▶ [GIVEN PROBLEM]: In the cache code, reproduce everything from "Here is the" down to "currSum, int currCoinVal)" word for word.

▶ [GIVEN PASSAGE]:
Here is the code for the cache:
// implement a very simple cache for previous results of remainder counts
struct PartialResult
{
public int PartialSum;
public int CoinVal;
public int RemainingCount;
}
PartialResult[] PrevResultCache;
// checks the partial count cache for already calculated results
int PrevAddlCount(int currSum, int currCoinVal)
{
int cacheAddr = currSum & 1048575; // AND with (2^20-1) to get only the first 20 bits
PartialResult prev = PrevResultCache[cacheAddr];
// use it, as long as it's actually the same partial sum
// and the coin value is at least as large as the current coin
if ((prev.PartialSum == currSum) && (prev.CoinVal >= currCoinVal))
{
return prev.RemainingCount;
}
// otherwise flag as empty
return 0;
}
// add or overwrite a new value to the cache
void AddPartialCount(int currSum, int currCoinVal, int remainingCount)
{
int cacheAddr = currSum & 1048575; // AND with (2^20-1) to get only the first 20 bits
PartialResult prev = PrevResultCache[cacheAddr];
// only add if the Sum is different or the result is better
if ((prev.PartialSum != currSum)

▶ [DATASET]:

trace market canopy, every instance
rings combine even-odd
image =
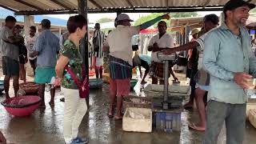
[[[256,3],[256,0],[249,0]],[[88,13],[156,13],[221,10],[228,0],[87,0]],[[78,0],[0,0],[17,15],[77,14]]]

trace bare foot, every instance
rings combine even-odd
[[[114,116],[114,120],[122,120],[122,115]]]
[[[184,109],[193,109],[194,103],[192,102],[188,102],[184,105]]]
[[[142,81],[141,82],[141,84],[144,84],[144,83],[146,83],[146,82],[145,80],[142,80]]]
[[[189,128],[194,130],[198,130],[198,131],[205,131],[206,130],[206,126],[196,126],[194,123],[189,124]]]
[[[42,108],[42,109],[45,109],[46,108],[46,104],[42,103],[39,106],[39,108]]]
[[[51,107],[54,107],[54,102],[49,102],[49,105],[50,105]]]

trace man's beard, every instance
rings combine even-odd
[[[245,26],[246,25],[246,21],[242,21],[242,18],[237,21],[236,25],[238,26]]]

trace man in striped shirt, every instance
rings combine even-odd
[[[113,104],[117,96],[117,110],[114,118],[122,119],[122,96],[128,95],[130,88],[133,66],[132,36],[146,29],[161,19],[170,19],[168,14],[162,15],[142,25],[131,26],[133,22],[126,14],[117,18],[117,28],[113,30],[104,43],[104,51],[110,50],[110,106],[108,115],[113,117]]]
[[[95,24],[95,30],[94,32],[93,43],[94,43],[94,69],[96,78],[102,78],[102,66],[103,66],[103,43],[105,42],[105,34],[100,30],[100,24]]]

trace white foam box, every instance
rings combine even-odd
[[[256,128],[256,109],[250,109],[248,114],[250,122]]]
[[[246,103],[246,117],[248,118],[249,110],[251,109],[256,109],[256,99],[249,98]]]
[[[128,107],[122,118],[122,130],[124,131],[151,132],[151,109]]]

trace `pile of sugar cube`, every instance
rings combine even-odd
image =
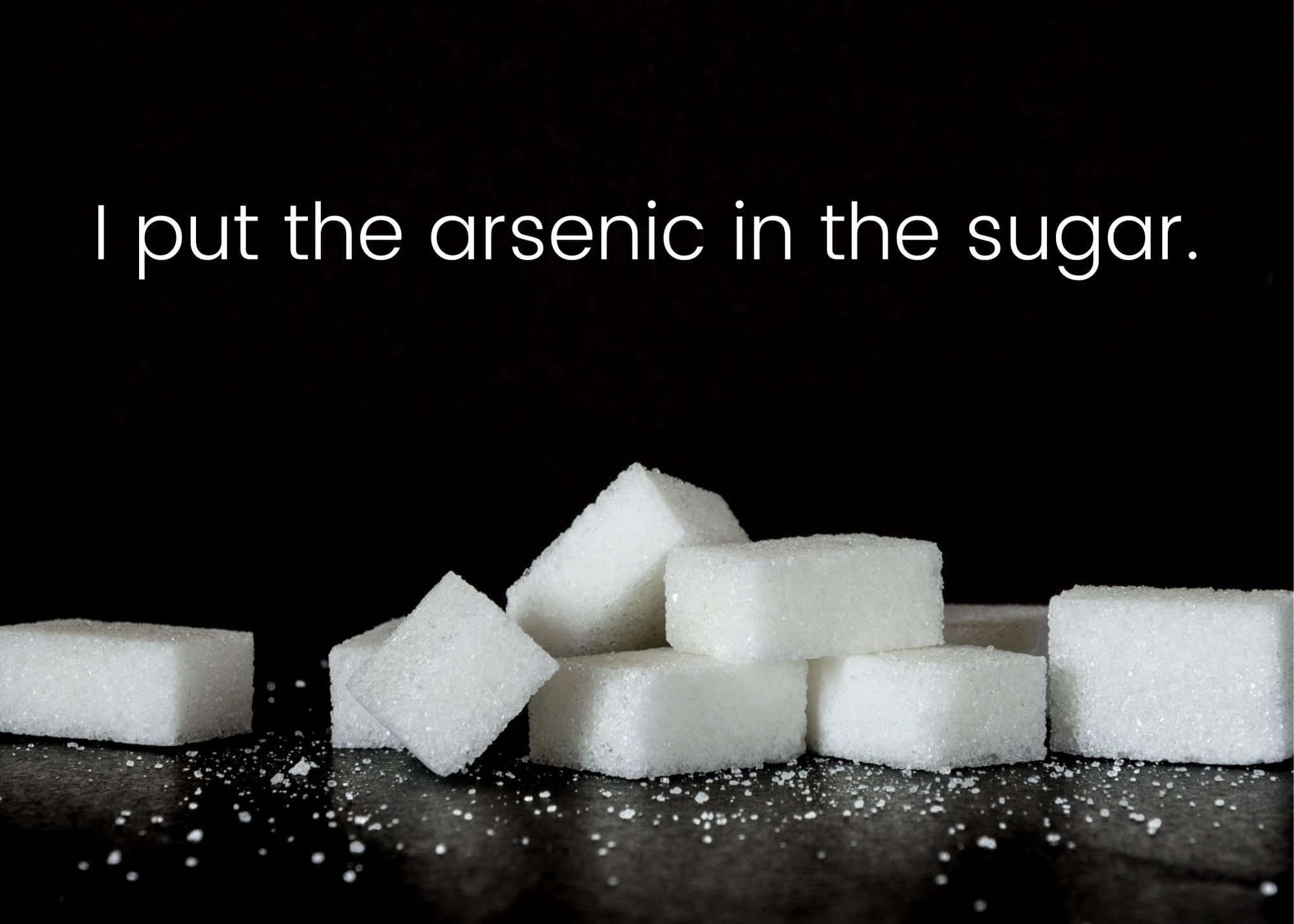
[[[1294,754],[1286,590],[1079,586],[945,606],[933,542],[752,542],[727,502],[621,472],[498,607],[445,575],[329,655],[333,745],[463,770],[523,709],[529,760],[641,778],[806,751],[951,770]],[[0,626],[0,731],[180,744],[251,730],[252,637]]]
[[[617,776],[805,751],[942,770],[1040,760],[1049,717],[1057,751],[1273,762],[1294,751],[1291,629],[1289,591],[945,606],[933,542],[752,542],[718,494],[634,465],[506,608],[449,573],[333,648],[333,744],[449,774],[527,709],[531,761]]]

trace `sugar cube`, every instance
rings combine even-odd
[[[708,773],[804,753],[804,661],[672,648],[563,657],[531,700],[531,760],[612,776]]]
[[[431,770],[476,760],[558,663],[503,611],[449,572],[347,688]]]
[[[507,613],[559,657],[664,644],[669,550],[745,540],[722,497],[634,463],[507,589]]]
[[[725,661],[793,661],[943,641],[933,542],[809,536],[675,549],[665,632],[681,651]]]
[[[809,748],[914,770],[1047,756],[1047,661],[963,644],[809,663]]]
[[[943,607],[945,644],[992,646],[1021,655],[1047,656],[1047,604]]]
[[[367,709],[355,701],[345,688],[361,664],[377,651],[404,619],[387,620],[379,626],[333,646],[327,655],[329,687],[333,694],[333,747],[334,748],[399,748],[400,739],[392,735]]]
[[[1267,764],[1294,753],[1288,590],[1074,588],[1049,622],[1051,747]]]
[[[0,731],[185,744],[251,731],[252,635],[60,619],[0,626]]]

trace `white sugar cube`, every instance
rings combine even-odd
[[[1047,656],[1047,604],[943,607],[945,644],[992,646],[1021,655]]]
[[[1288,590],[1074,588],[1051,602],[1051,747],[1267,764],[1294,753]]]
[[[681,651],[725,661],[793,661],[943,641],[933,542],[809,536],[675,549],[665,632]]]
[[[386,642],[402,619],[387,620],[379,626],[333,646],[327,655],[329,687],[333,694],[334,748],[399,748],[400,739],[355,701],[345,688],[361,664]]]
[[[531,760],[628,778],[789,761],[804,753],[805,683],[804,661],[563,657],[531,700]]]
[[[158,745],[251,731],[250,632],[5,625],[0,665],[0,731]]]
[[[727,502],[631,465],[507,589],[507,613],[555,656],[665,643],[665,556],[744,542]]]
[[[1047,756],[1047,661],[938,646],[809,663],[809,748],[914,770]]]
[[[558,669],[503,611],[450,572],[347,688],[435,773],[476,760]]]

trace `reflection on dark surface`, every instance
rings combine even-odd
[[[531,766],[514,747],[441,779],[402,752],[291,732],[82,747],[0,743],[13,881],[69,903],[256,896],[470,920],[1290,912],[1288,764],[1057,757],[939,775],[805,758],[639,782]]]

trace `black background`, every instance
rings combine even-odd
[[[28,36],[16,179],[54,220],[10,304],[36,324],[19,616],[252,629],[261,664],[314,660],[449,568],[502,600],[633,461],[754,538],[936,540],[951,600],[1289,586],[1289,26],[1234,4],[65,13]],[[792,223],[791,261],[775,234],[732,259],[739,198]],[[314,199],[395,216],[401,252],[289,259],[281,219]],[[648,199],[704,223],[699,259],[427,241],[446,214],[644,223]],[[892,234],[930,216],[937,254],[826,259],[818,215],[851,199]],[[259,261],[185,247],[136,280],[136,216],[195,215],[210,250],[239,204]],[[1183,221],[1170,260],[1102,243],[1070,282],[1055,241],[973,261],[983,214],[1020,216],[1026,250],[1039,215]]]

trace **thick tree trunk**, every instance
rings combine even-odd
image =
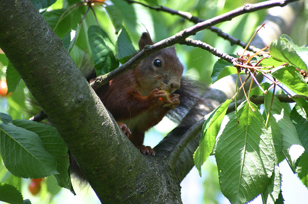
[[[31,2],[2,1],[0,10],[0,47],[60,133],[101,202],[181,203],[180,183],[193,165],[191,159],[189,165],[184,161],[195,148],[188,148],[181,155],[180,168],[164,162],[163,155],[171,146],[160,149],[157,157],[142,155],[119,128]]]

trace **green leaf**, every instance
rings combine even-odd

▶ [FINAL RESULT]:
Here is the code for the cache:
// implement a very simple cache for previous results of remainder counts
struct PartialResult
{
public int PartialSum;
public int CoinVal;
public int RemainingCount;
}
PartialResult[] PrevResultCache;
// checks the partial count cache for already calculated results
int PrevAddlCount(int currSum, int currCoinVal)